Tasks:
• 1. Write out the court decision on the medical examiner's records between "[*1]Madeline Yvonne Tims, etc., Plaintiff-Appellant, The" and "counsel), for respondents.", inclusive.
• 2. Extend the court decision on the medical examiner's records past its final sentence.

Decided on December 10, 2013
Tom, J.P., Andrias, Saxe, Freedman, Richter, JJ.
10881 111446/11

[*1]Madeline Yvonne Tims, etc., Plaintiff-Appellant, The

v

City of New York, et al., Defendants-Respondents.




Ricardo E. Oquendo, New York, for appellant.
Michael A. Cardozo, Corporation Counsel, New York (Kathy H.
Chang of counsel), for respondents.

Order, Supreme Court, New York County (Cynthia Kern, J.), entered December 21, 2011, which denied plaintiff's motion seeking injunctive relief to bar defendant Office of the Chief Medical Examiner (OCME) from disclosing the cause and manner of death of her son, Pastor Zachery Tims, Jr., to the public, and granted the defendants' cross motion for summary judgment seeking a declaration that OCME may, upon inquiry, release the cause and manner of death, unanimously affirmed, without costs.

The parties agree that this appeal turns on the meaning of City Charter § 557(g), which concerns records kept by OCME for
the City of New York. This statute states that "[t]he chief medical examiner shall keep full and complete records in such form as may be provided by law. The chief medical examiner shall promptly deliver to the appropriate district attorney copies of all records relating to every death as to which there is, in the judgment of the medical examiner in charge, any indication of criminality. Such records shall not be open to public inspection."

Dataset extract:
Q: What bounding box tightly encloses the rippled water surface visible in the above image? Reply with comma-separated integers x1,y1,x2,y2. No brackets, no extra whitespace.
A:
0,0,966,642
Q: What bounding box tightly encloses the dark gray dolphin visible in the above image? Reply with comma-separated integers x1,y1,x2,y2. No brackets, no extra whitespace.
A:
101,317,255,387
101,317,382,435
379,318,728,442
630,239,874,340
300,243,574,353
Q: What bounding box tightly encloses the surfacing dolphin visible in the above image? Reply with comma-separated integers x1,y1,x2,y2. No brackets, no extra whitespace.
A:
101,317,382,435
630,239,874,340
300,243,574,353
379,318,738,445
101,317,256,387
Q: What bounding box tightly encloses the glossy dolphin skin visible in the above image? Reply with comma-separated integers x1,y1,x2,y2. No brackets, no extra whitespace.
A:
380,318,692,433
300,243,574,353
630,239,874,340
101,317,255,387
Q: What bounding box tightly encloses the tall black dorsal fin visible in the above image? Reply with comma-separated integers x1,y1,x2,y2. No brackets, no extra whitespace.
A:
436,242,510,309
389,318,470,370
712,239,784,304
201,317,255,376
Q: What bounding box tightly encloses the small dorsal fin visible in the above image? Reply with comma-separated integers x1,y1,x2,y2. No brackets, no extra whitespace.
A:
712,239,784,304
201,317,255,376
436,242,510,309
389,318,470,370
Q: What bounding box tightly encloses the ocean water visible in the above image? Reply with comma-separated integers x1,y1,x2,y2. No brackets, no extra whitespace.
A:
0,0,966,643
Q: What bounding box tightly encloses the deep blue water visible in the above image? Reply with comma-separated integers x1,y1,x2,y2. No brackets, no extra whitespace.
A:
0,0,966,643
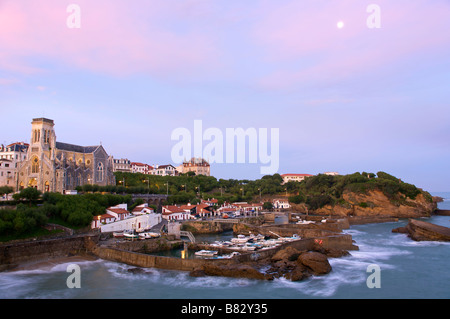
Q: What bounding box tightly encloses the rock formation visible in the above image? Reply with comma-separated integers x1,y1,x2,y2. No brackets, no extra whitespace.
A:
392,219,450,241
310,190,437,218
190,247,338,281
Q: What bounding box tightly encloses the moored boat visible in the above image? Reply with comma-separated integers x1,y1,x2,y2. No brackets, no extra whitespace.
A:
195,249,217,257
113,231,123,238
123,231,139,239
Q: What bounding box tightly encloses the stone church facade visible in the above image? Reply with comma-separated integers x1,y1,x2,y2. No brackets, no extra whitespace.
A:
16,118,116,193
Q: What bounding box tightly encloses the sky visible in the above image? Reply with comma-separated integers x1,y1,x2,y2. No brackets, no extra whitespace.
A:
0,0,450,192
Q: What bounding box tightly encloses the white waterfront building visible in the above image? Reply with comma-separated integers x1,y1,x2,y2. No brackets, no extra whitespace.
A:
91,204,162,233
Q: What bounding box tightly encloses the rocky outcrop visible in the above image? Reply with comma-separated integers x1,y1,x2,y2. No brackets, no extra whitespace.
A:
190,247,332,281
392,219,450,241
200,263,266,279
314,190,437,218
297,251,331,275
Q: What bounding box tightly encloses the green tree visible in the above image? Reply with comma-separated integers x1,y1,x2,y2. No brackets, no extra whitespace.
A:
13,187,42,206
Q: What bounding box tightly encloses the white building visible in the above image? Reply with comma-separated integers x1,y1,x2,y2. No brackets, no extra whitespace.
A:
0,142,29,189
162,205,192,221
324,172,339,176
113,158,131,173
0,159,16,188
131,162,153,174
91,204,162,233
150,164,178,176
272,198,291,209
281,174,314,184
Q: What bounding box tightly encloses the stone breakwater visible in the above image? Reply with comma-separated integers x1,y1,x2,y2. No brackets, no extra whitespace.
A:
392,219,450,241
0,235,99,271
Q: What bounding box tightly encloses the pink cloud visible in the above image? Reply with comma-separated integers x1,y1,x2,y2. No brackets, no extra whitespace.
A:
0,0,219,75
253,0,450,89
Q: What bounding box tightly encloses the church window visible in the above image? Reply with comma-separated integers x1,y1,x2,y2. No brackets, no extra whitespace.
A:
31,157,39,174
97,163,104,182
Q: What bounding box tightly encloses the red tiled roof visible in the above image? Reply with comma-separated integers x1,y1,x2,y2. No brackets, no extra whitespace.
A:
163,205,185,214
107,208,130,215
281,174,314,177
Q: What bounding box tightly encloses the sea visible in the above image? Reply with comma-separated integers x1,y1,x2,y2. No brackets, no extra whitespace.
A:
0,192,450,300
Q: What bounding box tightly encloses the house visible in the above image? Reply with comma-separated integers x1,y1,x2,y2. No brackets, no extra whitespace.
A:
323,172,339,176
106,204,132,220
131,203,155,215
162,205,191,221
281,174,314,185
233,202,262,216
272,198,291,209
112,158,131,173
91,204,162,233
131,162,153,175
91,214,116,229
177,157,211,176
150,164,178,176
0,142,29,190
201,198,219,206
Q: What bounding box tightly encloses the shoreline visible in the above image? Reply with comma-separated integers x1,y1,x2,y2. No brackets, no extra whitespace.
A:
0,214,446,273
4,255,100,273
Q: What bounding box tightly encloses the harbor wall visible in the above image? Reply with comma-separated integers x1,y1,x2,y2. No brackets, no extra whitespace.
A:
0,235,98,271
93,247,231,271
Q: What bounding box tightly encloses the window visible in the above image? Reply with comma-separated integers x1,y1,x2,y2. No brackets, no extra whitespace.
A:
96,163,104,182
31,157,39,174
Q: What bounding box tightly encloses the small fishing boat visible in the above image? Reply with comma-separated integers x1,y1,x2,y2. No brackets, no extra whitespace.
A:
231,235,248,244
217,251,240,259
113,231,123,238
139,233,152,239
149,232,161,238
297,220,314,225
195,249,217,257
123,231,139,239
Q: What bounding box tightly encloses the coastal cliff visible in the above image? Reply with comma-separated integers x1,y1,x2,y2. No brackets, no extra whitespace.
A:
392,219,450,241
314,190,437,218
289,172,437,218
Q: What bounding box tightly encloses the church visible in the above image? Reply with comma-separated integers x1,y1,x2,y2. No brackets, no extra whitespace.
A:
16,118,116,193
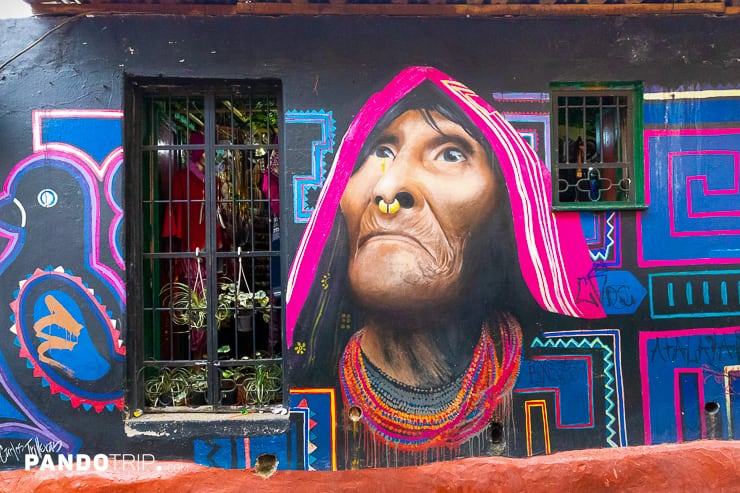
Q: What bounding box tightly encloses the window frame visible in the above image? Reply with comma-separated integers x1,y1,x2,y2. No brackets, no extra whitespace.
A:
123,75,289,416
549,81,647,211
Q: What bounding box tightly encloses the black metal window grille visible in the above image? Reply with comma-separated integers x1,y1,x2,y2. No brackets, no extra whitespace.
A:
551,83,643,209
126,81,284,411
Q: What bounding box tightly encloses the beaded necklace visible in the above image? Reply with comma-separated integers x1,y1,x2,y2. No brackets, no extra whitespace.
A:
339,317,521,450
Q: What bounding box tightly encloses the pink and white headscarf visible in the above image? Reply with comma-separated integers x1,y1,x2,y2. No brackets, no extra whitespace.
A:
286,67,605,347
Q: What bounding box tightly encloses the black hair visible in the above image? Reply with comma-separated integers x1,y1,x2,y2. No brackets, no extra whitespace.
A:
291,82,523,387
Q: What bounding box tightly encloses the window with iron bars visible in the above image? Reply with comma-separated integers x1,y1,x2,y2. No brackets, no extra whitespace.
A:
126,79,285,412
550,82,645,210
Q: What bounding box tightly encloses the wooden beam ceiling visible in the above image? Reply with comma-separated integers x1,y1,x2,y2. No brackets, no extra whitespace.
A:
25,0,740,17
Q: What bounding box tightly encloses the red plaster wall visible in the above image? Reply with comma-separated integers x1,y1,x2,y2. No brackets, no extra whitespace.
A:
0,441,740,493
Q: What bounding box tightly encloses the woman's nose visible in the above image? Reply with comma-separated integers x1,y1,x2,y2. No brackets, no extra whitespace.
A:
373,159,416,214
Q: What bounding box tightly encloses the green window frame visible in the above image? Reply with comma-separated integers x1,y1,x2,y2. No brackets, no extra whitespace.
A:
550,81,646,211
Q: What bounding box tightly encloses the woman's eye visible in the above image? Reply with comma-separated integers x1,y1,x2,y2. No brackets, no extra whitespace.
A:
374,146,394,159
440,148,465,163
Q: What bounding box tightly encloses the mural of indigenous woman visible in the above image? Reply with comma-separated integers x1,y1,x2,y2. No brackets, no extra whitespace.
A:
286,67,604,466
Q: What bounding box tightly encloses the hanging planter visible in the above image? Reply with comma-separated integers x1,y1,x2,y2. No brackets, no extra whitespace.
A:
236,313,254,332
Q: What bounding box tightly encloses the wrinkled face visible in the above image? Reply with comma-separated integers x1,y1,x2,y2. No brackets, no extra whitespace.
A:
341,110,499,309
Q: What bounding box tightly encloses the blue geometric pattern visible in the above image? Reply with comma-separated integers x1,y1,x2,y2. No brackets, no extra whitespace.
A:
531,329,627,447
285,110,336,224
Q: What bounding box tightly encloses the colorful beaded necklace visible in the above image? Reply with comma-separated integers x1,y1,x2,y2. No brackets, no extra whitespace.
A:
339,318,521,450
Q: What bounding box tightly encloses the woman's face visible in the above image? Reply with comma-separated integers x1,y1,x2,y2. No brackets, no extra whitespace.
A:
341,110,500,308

---

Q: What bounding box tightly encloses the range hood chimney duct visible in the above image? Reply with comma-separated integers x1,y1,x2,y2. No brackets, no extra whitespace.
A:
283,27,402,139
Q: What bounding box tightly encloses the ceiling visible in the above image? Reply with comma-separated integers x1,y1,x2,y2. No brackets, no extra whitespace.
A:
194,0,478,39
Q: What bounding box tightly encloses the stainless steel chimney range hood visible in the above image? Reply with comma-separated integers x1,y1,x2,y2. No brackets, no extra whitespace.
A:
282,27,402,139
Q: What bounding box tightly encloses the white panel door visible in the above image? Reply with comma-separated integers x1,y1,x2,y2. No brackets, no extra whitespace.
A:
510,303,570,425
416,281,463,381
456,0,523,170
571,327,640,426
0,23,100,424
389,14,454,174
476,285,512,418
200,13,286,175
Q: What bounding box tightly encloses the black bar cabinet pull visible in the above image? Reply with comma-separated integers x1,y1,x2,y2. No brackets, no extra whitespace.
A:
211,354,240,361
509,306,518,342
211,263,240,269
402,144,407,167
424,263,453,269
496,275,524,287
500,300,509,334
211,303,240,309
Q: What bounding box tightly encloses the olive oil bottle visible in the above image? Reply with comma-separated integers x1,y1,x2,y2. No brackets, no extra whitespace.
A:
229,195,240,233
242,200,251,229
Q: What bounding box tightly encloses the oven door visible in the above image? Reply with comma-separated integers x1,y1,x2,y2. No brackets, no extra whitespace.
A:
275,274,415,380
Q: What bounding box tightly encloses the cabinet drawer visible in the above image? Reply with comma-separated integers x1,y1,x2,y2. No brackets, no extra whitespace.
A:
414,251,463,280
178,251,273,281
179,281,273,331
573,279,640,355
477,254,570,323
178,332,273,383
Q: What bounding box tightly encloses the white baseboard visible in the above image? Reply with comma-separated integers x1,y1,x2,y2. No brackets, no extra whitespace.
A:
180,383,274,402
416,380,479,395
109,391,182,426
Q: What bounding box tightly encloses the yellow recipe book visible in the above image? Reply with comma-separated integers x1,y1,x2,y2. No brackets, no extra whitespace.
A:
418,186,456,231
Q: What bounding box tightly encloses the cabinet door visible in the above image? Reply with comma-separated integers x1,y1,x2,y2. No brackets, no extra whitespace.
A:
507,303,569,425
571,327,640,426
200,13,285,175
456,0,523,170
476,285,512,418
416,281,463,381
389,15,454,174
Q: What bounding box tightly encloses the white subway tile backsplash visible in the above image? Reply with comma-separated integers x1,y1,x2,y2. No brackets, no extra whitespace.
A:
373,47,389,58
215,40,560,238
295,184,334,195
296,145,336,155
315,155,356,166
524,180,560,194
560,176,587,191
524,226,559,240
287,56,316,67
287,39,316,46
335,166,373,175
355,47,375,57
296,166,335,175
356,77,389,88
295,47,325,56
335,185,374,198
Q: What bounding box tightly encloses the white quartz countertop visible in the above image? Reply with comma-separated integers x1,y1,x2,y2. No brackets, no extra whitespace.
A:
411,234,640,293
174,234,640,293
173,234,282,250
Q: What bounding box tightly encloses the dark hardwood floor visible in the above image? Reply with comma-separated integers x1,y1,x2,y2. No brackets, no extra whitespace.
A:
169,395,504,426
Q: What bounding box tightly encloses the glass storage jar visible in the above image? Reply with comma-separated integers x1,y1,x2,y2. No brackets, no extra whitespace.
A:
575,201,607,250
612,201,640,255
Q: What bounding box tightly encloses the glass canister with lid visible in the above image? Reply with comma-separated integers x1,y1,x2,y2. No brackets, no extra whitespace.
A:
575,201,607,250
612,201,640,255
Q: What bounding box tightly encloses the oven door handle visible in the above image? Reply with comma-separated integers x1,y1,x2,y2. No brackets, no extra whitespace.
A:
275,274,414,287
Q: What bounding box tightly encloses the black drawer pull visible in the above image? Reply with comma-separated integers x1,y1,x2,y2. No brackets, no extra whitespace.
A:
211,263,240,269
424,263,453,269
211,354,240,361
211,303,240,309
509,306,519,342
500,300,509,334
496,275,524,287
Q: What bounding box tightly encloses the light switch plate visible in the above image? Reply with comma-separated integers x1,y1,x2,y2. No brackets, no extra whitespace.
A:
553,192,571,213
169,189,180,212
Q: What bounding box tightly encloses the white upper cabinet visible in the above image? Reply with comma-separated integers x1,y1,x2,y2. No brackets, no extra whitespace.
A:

==

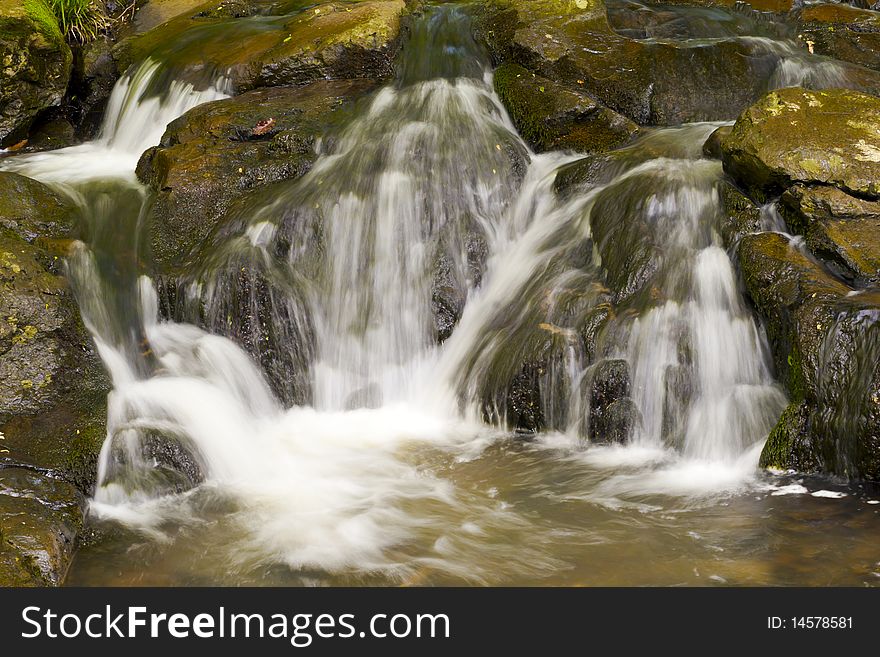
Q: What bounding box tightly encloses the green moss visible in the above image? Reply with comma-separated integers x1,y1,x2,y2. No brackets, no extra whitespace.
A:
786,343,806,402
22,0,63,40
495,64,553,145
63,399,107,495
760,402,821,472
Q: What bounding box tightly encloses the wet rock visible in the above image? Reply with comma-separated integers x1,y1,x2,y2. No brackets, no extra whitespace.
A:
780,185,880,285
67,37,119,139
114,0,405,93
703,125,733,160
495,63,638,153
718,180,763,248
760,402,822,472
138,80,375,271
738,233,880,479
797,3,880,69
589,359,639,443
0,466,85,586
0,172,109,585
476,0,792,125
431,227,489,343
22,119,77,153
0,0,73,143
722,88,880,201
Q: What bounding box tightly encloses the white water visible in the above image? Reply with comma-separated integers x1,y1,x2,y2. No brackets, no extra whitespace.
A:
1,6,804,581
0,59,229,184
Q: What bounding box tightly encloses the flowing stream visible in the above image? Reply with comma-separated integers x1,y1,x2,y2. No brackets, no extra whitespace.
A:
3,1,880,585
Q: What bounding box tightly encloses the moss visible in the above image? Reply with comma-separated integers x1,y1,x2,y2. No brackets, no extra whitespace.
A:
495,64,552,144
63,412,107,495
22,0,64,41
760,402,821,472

Exercise results:
• 1.
[*1]Madeline Yvonne Tims, etc., Plaintiff-Appellant, The

v

City of New York, et al., Defendants-Respondents.




Ricardo E. Oquendo, New York, for appellant.
Michael A. Cardozo, Corporation Counsel, New York (Kathy H.
Chang of counsel), for respondents.

• 2.
Plaintiff, in seeking to prevent the OCME from releasing the cause and manner of death of her late son, contends that the final sentence of the statute, stating that "[s]uch records shall not be open to public inspection," modifies the whole paragraph, meaning that no records of the OCME are open to public inspection.

This argument is unavailing. The motion court correctly held that the final sentence modifies its last antecedent (1 Statutes § 254), providing that records delivered to the Office of the District Attorney due to indicia of criminality are to be kept confidential (see e.g. Matter of Mitchell v Borakove, 225 AD2d 435 [1st Dept 1996], appeal dismissed 88 NY2d 919 [1996]; Matter of Assakf v Arden, 210 AD2d 325 [2d Dept 1994]; Matter of Mullady v Bogard, 153 Misc 2d 1018 [Sup Ct, NY County 1992]; Matter of English v Bohan, 175 Misc 930 [Sup Ct, NY County 1940]), and that this sentence serves as no bar to the OCME releasing, upon public [*2]inquiry, the cause and manner of death in the cases it investigates.

We have considered the remaining arguments and find them unavailing.

THIS CONSTITUTES THE DECISION AND ORDER
OF THE SUPREME COURT, APPELLATE DIVISION, FIRST DEPARTMENT.